__EXERCISE__:
Your answer should be one number: how many lines of the data include the string "below"?

◇ ◇ ◇ ◇ ◇ ◇ ◇

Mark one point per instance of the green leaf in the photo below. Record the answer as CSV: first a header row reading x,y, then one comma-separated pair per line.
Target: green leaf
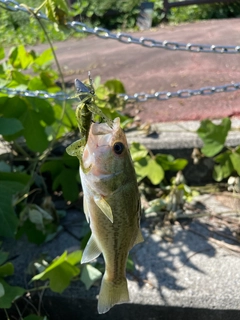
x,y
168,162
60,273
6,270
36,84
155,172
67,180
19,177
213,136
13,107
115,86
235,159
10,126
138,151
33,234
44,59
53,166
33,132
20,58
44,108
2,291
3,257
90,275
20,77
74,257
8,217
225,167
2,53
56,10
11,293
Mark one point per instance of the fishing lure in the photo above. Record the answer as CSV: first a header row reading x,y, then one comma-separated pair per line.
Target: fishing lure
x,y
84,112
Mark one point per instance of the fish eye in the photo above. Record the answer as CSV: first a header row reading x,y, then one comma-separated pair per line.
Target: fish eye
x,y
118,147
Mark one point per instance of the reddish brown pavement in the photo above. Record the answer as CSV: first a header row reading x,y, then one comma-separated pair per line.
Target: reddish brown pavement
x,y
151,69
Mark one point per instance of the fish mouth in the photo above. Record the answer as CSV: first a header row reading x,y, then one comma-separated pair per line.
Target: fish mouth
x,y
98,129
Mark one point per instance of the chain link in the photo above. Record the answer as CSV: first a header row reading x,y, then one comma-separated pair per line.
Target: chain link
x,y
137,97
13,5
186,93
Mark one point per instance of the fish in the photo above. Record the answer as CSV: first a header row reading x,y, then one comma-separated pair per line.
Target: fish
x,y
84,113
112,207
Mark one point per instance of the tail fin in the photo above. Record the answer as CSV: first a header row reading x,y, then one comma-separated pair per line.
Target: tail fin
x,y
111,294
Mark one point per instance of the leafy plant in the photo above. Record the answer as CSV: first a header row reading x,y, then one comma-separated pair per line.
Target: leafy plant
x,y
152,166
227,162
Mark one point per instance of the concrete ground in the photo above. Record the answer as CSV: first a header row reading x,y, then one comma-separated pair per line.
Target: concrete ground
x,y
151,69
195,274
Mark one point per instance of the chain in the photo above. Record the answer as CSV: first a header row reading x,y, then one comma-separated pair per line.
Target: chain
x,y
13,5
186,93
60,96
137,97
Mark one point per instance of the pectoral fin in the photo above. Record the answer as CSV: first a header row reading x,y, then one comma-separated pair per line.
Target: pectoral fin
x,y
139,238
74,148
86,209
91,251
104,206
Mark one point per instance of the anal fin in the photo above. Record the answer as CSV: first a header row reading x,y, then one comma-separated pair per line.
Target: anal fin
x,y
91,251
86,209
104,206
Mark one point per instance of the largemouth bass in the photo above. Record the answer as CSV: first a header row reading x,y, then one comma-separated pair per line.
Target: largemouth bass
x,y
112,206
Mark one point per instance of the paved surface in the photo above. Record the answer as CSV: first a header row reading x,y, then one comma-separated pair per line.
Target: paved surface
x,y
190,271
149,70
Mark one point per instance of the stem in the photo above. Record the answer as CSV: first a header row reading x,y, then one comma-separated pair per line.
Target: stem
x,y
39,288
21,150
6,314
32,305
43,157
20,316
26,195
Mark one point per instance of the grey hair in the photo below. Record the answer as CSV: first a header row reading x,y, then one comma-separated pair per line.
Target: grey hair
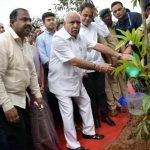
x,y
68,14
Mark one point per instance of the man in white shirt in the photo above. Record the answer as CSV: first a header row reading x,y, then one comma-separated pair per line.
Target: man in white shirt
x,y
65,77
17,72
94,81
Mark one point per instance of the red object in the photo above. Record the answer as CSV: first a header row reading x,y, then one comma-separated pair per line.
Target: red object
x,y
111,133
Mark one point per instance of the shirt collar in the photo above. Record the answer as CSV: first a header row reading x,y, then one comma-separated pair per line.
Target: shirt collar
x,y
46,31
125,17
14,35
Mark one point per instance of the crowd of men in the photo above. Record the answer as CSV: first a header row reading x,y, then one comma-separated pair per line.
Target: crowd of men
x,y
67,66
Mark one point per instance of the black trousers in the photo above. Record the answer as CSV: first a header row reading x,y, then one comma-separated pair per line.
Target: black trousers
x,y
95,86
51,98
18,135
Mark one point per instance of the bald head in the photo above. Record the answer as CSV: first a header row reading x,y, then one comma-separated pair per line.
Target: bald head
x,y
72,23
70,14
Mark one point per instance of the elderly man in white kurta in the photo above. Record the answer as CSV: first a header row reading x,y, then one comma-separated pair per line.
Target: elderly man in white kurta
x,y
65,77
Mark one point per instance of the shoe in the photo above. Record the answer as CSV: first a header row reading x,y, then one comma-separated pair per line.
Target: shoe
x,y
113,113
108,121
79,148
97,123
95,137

◇ ◇ ◇ ◇ ◇ ◇ ◇

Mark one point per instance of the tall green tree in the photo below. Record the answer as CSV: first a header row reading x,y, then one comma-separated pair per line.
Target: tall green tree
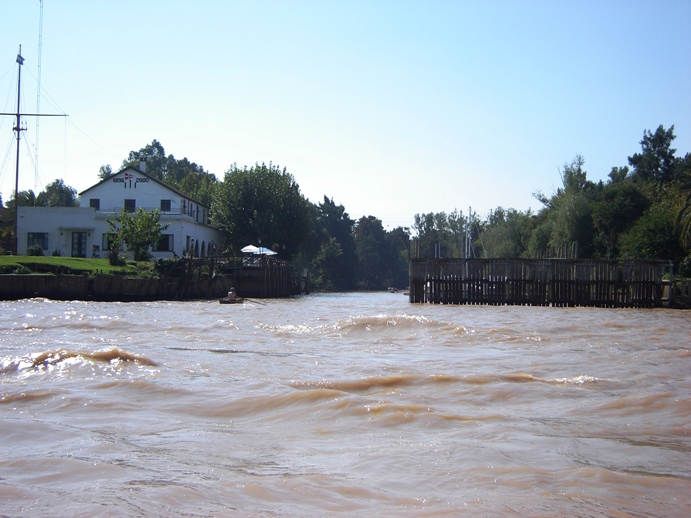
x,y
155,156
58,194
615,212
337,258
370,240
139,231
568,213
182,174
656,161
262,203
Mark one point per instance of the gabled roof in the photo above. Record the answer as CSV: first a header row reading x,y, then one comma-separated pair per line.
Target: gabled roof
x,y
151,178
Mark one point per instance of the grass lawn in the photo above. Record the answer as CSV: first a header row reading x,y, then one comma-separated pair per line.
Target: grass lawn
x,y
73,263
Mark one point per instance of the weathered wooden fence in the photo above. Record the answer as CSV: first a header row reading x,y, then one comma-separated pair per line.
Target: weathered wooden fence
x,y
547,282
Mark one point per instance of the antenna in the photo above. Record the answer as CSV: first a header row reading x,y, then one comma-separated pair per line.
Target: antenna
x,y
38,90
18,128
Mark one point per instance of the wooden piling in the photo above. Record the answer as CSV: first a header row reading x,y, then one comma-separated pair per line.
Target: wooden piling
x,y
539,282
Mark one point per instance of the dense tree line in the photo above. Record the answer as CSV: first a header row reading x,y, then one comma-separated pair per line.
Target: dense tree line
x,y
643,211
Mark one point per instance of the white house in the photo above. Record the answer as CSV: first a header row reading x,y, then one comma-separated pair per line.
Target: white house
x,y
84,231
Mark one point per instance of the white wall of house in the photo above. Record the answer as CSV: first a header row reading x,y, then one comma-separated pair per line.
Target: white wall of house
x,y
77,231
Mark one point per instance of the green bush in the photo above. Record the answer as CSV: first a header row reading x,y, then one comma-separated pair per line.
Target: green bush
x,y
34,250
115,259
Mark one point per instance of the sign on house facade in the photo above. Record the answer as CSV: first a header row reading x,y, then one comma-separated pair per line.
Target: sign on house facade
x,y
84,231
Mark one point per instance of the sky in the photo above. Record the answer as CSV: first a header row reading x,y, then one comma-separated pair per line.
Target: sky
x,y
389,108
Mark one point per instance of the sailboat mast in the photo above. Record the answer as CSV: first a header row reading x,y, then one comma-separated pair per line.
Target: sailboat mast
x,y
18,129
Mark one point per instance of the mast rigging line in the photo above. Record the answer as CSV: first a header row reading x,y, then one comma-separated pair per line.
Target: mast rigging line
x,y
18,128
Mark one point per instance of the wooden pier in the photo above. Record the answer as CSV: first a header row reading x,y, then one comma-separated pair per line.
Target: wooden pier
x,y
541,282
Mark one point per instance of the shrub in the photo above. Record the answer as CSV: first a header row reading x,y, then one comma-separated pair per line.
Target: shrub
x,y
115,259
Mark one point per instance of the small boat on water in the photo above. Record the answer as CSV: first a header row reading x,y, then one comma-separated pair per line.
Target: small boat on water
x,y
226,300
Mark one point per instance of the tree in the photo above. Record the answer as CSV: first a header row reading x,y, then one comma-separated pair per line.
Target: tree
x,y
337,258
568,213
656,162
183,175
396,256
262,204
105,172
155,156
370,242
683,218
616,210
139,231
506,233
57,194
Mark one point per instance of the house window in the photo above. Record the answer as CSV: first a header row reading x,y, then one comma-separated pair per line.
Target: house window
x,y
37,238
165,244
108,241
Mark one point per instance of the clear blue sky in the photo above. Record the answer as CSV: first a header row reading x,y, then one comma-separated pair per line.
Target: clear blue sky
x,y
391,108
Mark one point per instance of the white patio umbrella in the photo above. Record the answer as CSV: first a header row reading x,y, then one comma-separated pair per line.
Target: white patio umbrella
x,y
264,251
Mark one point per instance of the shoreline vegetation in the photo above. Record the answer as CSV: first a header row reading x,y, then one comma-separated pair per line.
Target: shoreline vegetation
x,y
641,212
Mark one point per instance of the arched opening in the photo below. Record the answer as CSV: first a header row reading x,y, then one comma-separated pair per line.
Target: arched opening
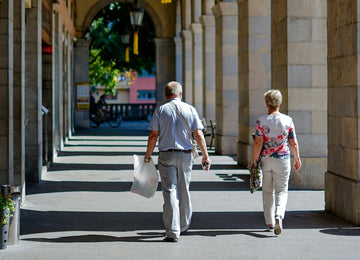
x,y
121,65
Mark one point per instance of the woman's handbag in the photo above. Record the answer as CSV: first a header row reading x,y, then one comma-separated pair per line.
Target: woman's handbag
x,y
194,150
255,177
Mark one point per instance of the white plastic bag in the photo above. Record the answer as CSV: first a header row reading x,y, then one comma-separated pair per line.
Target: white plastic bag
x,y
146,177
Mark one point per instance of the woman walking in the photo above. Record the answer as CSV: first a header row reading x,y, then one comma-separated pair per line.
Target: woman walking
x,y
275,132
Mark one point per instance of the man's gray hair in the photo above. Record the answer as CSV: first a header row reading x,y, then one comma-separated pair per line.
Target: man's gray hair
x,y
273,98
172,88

◇ ◇ ◇ ◇ ◇ ◇ ◇

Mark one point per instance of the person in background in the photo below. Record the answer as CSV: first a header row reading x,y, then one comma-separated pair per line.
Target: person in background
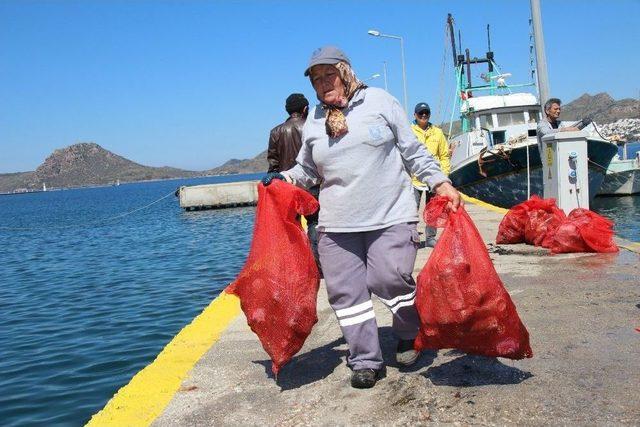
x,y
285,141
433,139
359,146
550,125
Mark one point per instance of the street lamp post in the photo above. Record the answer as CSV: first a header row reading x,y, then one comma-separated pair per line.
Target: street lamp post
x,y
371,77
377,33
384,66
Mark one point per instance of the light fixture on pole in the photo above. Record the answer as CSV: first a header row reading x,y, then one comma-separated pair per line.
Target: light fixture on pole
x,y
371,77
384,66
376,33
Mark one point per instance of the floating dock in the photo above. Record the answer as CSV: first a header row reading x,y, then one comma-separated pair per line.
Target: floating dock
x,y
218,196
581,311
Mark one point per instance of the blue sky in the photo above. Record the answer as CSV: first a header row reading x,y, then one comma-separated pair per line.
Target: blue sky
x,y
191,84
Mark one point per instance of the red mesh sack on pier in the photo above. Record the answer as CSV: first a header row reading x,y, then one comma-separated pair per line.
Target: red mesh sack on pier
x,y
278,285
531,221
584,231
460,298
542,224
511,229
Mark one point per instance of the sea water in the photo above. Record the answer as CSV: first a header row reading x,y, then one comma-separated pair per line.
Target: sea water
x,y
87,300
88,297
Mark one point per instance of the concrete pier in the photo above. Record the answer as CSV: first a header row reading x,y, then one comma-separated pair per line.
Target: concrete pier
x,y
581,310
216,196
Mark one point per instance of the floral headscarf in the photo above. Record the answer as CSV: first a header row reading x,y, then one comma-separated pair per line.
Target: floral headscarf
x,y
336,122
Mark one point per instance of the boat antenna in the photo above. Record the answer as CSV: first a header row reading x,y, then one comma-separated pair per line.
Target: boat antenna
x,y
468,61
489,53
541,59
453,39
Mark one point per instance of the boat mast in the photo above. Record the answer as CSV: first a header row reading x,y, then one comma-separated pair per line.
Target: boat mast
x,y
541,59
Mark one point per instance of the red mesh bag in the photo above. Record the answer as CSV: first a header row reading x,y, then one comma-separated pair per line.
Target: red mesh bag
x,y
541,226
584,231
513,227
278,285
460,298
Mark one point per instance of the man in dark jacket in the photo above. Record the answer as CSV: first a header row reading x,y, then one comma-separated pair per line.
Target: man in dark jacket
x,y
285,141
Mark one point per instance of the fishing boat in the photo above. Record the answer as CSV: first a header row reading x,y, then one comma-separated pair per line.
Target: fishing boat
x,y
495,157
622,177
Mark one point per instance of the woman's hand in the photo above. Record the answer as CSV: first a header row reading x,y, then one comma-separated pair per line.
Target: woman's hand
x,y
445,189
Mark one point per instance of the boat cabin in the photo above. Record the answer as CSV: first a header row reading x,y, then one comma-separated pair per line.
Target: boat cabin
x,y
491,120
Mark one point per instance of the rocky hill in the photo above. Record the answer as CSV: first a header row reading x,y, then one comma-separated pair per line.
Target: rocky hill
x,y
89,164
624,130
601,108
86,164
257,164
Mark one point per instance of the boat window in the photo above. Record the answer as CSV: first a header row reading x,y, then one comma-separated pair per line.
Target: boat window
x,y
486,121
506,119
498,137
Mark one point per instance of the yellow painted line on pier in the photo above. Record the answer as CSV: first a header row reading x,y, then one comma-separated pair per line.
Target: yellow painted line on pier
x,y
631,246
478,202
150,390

◇ ◇ ◇ ◇ ◇ ◇ ◇

__TASK RESULT__:
5